**What to do**
Scan the entries below. Report each line where the string "pale" occurs.

-.-.-

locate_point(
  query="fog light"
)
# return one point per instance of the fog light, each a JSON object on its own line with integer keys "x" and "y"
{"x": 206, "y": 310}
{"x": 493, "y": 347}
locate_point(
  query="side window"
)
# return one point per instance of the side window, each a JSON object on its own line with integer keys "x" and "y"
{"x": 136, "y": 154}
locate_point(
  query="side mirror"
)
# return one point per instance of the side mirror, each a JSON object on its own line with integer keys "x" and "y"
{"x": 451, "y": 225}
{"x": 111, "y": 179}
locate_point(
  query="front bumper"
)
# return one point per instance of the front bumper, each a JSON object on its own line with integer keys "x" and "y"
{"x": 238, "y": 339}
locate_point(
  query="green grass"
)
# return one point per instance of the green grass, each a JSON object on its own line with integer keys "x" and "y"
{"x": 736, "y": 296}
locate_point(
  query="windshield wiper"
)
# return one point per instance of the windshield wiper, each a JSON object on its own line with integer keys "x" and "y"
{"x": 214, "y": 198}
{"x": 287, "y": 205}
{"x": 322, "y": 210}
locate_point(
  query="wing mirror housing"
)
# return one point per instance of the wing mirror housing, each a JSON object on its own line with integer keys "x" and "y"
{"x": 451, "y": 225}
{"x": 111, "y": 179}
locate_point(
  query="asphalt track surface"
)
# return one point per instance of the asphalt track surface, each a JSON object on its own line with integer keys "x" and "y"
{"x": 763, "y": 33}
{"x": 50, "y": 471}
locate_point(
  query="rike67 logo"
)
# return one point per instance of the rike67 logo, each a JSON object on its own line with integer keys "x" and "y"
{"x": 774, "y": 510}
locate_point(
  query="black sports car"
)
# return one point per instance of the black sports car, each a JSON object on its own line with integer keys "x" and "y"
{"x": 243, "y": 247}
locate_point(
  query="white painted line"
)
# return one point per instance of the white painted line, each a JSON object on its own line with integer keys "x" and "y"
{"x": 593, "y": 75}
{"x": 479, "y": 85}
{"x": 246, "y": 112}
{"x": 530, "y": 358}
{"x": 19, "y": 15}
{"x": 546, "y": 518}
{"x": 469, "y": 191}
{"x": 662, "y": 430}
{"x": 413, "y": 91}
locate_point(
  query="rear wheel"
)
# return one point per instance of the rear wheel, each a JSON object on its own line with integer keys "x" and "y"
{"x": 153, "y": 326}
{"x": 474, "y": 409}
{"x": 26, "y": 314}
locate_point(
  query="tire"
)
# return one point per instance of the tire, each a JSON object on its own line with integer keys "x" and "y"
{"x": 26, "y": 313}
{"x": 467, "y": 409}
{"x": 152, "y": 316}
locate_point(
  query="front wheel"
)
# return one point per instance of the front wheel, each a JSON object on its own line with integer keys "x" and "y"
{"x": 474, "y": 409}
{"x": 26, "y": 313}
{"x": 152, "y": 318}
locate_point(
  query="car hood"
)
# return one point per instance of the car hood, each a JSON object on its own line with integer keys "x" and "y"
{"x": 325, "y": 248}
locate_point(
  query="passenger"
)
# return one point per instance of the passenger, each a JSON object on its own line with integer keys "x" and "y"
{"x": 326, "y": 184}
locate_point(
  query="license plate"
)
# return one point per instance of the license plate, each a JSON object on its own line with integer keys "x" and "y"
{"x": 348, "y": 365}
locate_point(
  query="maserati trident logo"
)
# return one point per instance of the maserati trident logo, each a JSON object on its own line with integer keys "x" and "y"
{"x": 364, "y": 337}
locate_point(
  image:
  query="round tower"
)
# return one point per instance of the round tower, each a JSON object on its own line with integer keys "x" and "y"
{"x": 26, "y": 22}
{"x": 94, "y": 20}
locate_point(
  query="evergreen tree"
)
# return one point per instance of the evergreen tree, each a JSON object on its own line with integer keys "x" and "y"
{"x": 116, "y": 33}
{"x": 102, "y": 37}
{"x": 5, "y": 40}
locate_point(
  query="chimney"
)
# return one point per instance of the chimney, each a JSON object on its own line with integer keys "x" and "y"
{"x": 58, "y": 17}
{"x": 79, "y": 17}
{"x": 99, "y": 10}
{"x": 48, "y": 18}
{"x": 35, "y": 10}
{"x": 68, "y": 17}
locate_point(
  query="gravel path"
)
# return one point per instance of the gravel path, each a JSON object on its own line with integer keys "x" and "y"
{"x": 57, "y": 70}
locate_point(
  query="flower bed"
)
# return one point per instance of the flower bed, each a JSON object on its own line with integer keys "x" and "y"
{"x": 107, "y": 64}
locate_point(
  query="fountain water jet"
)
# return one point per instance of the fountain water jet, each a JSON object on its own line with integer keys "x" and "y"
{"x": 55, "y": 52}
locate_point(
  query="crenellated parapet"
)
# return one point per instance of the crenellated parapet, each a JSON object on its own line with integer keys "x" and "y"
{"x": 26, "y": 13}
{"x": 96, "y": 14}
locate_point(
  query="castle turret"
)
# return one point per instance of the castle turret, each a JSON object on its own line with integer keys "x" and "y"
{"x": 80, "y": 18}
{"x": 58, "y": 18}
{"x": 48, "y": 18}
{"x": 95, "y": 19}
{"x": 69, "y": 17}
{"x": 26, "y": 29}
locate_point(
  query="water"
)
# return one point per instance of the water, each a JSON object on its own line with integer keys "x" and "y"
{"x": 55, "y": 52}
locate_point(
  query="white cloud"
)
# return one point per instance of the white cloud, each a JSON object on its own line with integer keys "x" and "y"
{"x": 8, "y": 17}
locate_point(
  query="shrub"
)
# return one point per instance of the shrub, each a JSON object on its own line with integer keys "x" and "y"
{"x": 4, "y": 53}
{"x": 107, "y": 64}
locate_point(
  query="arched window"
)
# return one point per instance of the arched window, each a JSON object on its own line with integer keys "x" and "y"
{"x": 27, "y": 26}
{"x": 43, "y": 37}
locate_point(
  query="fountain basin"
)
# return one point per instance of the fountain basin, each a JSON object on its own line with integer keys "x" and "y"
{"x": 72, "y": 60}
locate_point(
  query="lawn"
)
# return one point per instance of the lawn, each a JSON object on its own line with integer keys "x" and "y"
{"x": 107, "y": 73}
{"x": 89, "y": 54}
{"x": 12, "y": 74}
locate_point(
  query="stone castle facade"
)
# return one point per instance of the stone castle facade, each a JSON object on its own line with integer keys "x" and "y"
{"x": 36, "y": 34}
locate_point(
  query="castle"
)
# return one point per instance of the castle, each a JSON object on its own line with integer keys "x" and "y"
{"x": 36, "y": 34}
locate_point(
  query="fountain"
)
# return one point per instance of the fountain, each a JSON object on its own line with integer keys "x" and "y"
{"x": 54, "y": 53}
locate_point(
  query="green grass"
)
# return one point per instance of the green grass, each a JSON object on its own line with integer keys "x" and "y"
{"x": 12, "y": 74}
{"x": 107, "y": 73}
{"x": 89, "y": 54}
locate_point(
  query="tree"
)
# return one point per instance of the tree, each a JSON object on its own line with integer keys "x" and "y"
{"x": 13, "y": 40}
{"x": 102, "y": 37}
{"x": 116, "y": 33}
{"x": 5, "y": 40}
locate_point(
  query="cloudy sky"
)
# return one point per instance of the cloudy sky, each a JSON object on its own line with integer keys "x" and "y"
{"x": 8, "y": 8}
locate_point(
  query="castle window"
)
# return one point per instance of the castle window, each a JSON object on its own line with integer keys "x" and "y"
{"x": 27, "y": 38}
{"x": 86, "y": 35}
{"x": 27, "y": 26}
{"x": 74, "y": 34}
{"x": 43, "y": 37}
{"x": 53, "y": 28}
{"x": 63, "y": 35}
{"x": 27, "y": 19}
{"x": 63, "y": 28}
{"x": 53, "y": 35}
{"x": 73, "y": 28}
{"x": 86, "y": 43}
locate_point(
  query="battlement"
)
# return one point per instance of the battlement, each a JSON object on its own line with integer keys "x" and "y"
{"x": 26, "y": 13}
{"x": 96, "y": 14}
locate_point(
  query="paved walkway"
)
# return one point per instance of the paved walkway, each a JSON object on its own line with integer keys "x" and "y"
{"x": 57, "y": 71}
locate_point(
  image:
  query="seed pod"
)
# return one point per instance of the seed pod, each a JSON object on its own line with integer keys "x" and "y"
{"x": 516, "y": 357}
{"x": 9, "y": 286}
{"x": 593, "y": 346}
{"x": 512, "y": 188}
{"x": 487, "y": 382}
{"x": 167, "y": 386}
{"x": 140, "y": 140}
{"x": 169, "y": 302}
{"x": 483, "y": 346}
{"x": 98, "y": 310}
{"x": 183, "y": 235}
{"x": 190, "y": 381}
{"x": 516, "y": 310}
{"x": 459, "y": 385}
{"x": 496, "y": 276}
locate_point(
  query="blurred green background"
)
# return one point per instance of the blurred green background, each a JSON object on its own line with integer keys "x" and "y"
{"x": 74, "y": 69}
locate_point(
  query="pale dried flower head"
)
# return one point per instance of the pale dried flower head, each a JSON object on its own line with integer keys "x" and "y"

-.-.-

**Response to the task**
  query="pale dried flower head"
# return one point per instance of the pale dried flower head, each a JSON object on its own line with integer keys "x" and "y"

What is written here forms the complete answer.